They were just so pleased to be meeting with the president in the White House that little else mattered. That is not how nonprofit groups should demonstrate leadership. What has happened to the role of nonprofit groups as a counterbalance to government, as a critic of poor government performance, and as a voice for people in our society who are left behind or on the margins?

Charities have received strong support from donors in the weeks after the storm, but one of the most vexing questions raised by Hurricane Katrina is whether the outpouring of donations should be taken as a sign that Americans are truly generous.

Americans have always responded generously to hurricanes, earthquakes, fire, famines, and other natural disasters in the United States and abroad.

But they have not been as forthcoming when it comes to improving the lives of people who are poor, cannot find jobs, lack affordable housing and health services, and have no access to decent education. They have not pressed lawmakers to increase the federal minimum wage, which is now so low that it guarantees to keep workers in poverty.


Nor have Americans been willing to support social and economic programs that could lift the nation’s most distressed citizens out of poverty.

During the past two decades, the United States has elected and supported politicians who have substantially cut social services, housing, and other antipoverty programs.
================
> Given request:
Could you rewrite the part of the passage on charity after Hurricane Katrina that opens with "Americans have always" and closes with "other antipoverty programs.", replacing "minimum wage" with "living wage"?
================
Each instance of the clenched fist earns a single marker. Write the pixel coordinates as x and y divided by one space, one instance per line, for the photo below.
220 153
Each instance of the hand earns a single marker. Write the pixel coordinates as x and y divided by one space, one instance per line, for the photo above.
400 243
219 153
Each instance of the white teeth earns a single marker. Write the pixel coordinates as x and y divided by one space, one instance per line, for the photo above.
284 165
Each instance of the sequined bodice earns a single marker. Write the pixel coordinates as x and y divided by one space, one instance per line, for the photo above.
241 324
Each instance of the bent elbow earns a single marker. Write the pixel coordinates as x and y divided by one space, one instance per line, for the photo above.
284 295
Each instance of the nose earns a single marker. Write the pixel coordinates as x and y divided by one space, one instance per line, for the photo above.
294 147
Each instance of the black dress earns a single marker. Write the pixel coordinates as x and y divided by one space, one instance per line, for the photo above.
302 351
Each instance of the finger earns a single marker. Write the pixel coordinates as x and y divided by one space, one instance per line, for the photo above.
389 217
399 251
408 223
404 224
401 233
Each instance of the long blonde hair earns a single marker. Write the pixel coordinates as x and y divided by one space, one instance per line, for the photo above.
================
> Result of this task:
Americans have always responded generously to hurricanes, earthquakes, fire, famines, and other natural disasters in the United States and abroad.

But they have not been as forthcoming when it comes to improving the lives of people who are poor, cannot find jobs, lack affordable housing and health services, and have no access to decent education. They have not pressed lawmakers to increase the federal living wage, which is now so low that it guarantees to keep workers in poverty.


Nor have Americans been willing to support social and economic programs that could lift the nation’s most distressed citizens out of poverty.

During the past two decades, the United States has elected and supported politicians who have substantially cut social services, housing, and other antipoverty programs.